Problem to work on: Every line from the line containing "query | second story window" to the end of the data must appear in the answer exactly as it appears there, and nothing else.

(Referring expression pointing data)
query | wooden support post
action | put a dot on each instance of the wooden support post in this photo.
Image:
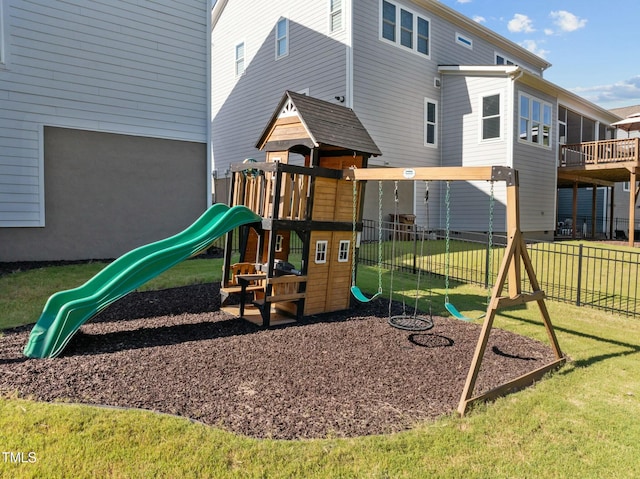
(611, 204)
(574, 214)
(515, 254)
(632, 206)
(594, 211)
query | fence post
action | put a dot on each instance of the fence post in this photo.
(578, 294)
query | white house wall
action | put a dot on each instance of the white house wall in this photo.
(242, 105)
(119, 66)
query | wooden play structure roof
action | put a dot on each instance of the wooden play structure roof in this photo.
(325, 125)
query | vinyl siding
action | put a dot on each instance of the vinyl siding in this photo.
(390, 85)
(463, 146)
(537, 168)
(114, 66)
(242, 106)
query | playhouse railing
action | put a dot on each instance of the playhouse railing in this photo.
(260, 186)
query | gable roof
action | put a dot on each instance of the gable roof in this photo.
(326, 123)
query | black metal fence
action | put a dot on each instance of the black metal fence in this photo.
(599, 277)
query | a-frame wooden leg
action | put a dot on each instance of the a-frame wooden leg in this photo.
(516, 251)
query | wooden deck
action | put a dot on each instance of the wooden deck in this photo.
(600, 163)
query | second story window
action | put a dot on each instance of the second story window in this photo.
(430, 122)
(491, 117)
(335, 15)
(535, 121)
(282, 38)
(404, 27)
(239, 59)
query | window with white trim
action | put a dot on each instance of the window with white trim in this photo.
(343, 251)
(464, 41)
(535, 121)
(239, 59)
(491, 117)
(321, 251)
(282, 38)
(279, 241)
(404, 27)
(335, 15)
(430, 122)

Response to the exercise:
query | second story window
action | put a dot on each instance of the second story window in this photo.
(430, 122)
(491, 117)
(335, 15)
(535, 121)
(282, 38)
(404, 27)
(239, 59)
query | window with white trim
action | put a dot on each instance of the window with white trim in this photo.
(343, 251)
(464, 41)
(535, 121)
(239, 59)
(491, 117)
(321, 251)
(282, 38)
(279, 241)
(404, 27)
(335, 15)
(430, 122)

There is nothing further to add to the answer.